▶ **Task prompt**
Search the data below for the string "instance". Extract every line that contains it.

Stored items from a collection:
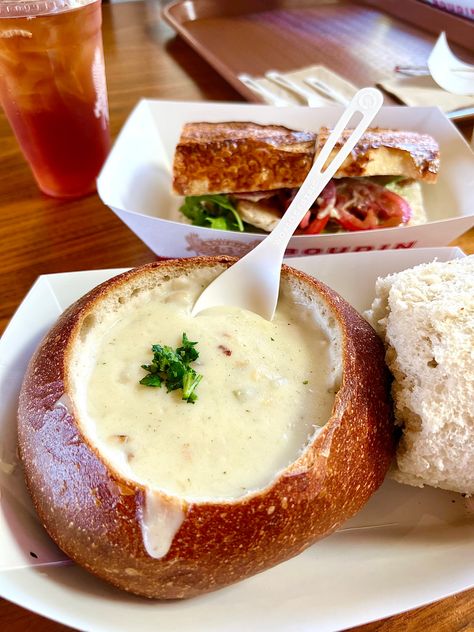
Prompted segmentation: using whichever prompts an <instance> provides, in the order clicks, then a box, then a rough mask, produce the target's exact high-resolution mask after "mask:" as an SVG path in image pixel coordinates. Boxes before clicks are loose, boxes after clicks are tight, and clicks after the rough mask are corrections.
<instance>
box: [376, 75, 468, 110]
mask: <svg viewBox="0 0 474 632" xmlns="http://www.w3.org/2000/svg"><path fill="white" fill-rule="evenodd" d="M379 85H380V86H381V87H382V88H383V89H384V90H385V91H386V92H389V93H390V94H393V95H395V96H396V97H398V98H399V99H400V101H403V103H405V104H406V105H418V106H424V107H432V106H434V105H437V106H438V107H440V108H441V109H442V110H443V112H452V111H453V110H459V109H461V108H467V107H471V106H474V97H471V96H464V95H460V94H451V92H447V91H446V90H443V89H442V88H440V87H439V86H438V84H437V83H436V82H435V81H434V79H433V78H432V77H431V76H430V75H427V76H422V77H397V78H395V79H393V78H390V79H385V80H384V81H379Z"/></svg>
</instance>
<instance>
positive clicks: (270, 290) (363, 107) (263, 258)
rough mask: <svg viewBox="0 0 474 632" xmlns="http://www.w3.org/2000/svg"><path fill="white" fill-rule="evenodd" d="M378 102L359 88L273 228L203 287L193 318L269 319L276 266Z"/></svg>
mask: <svg viewBox="0 0 474 632" xmlns="http://www.w3.org/2000/svg"><path fill="white" fill-rule="evenodd" d="M382 102H383V97H382V94H381V92H379V91H378V90H376V89H375V88H363V89H362V90H359V92H357V94H355V95H354V97H353V99H352V100H351V102H350V103H349V105H348V106H347V108H346V110H345V111H344V112H343V114H342V116H341V118H340V119H339V121H338V122H337V124H336V126H335V127H334V130H333V131H332V133H331V134H330V136H329V138H328V140H327V142H326V144H325V145H324V147H323V148H322V150H321V153H320V154H319V156H318V157H317V158H316V160H315V162H314V164H313V166H312V167H311V170H310V172H309V173H308V175H307V176H306V179H305V181H304V182H303V184H302V185H301V188H300V190H299V191H298V193H297V194H296V196H295V198H294V200H293V202H292V203H291V204H290V206H289V207H288V209H287V211H286V212H285V214H284V215H283V217H282V219H281V220H280V222H279V223H278V225H277V226H276V228H275V229H274V230H273V231H272V232H271V233H270V234H269V235H268V237H266V238H265V239H264V240H263V241H261V242H260V243H259V244H258V246H257V247H256V248H254V249H253V250H251V251H250V252H249V253H248V254H247V255H245V257H242V259H239V261H237V262H236V263H234V265H233V266H231V267H230V268H228V269H227V270H225V271H224V272H223V273H222V274H220V275H219V276H218V277H217V278H216V279H214V281H212V283H210V284H209V285H208V286H207V288H206V289H205V290H204V291H203V292H202V294H201V296H200V297H199V298H198V300H197V301H196V303H195V305H194V307H193V309H192V315H193V316H196V315H197V314H198V313H199V312H201V311H203V310H205V309H208V308H210V307H216V306H218V305H233V306H235V307H240V308H242V309H247V310H249V311H251V312H255V313H257V314H260V316H262V317H263V318H266V319H267V320H272V318H273V315H274V313H275V309H276V304H277V301H278V291H279V288H280V273H281V264H282V262H283V256H284V254H285V249H286V246H287V245H288V241H289V240H290V238H291V237H292V235H293V233H294V232H295V230H296V228H297V226H298V225H299V223H300V222H301V220H302V219H303V217H304V215H305V213H306V212H307V210H308V209H309V208H310V206H311V205H312V203H313V202H314V200H315V199H316V198H317V197H318V195H319V194H320V193H321V191H322V190H323V189H324V187H325V186H326V184H327V183H328V182H329V180H330V179H331V178H332V176H333V175H334V174H335V173H336V171H337V170H338V169H339V167H340V166H341V165H342V163H343V162H344V160H345V159H346V158H347V156H348V155H349V153H350V152H351V151H352V149H354V147H355V145H356V143H357V141H358V140H359V139H360V137H361V136H362V134H363V133H364V132H365V130H366V129H367V128H368V127H369V125H370V123H371V122H372V120H373V119H374V117H375V115H376V114H377V112H378V111H379V109H380V107H381V105H382ZM358 112H359V113H360V114H361V115H362V118H361V119H360V121H359V123H358V124H357V126H356V127H355V129H354V130H353V132H352V134H351V135H350V136H349V138H348V139H347V140H346V142H345V143H344V144H343V146H342V147H341V149H340V150H339V151H338V153H337V154H336V156H335V157H334V160H332V162H331V163H330V164H329V165H328V166H327V167H326V169H324V170H323V167H324V165H325V163H326V161H327V159H328V157H329V154H330V153H331V150H332V149H333V147H334V145H335V144H336V142H337V141H338V140H339V137H340V136H341V134H342V133H343V131H344V130H345V129H346V127H347V124H348V123H349V121H350V120H351V119H352V117H353V116H354V114H356V113H358Z"/></svg>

▶ **Exercise solution**
Prompted segmentation: using whichever prompts an <instance> provides, in the order clicks, then a box, then a rough mask, produce the target's exact high-resolution mask after "mask:" as an SVG path in image pixel coordinates. Boxes before clicks are loose, boxes after clicks are tight, and clicks after the rough mask are corrections.
<instance>
</instance>
<instance>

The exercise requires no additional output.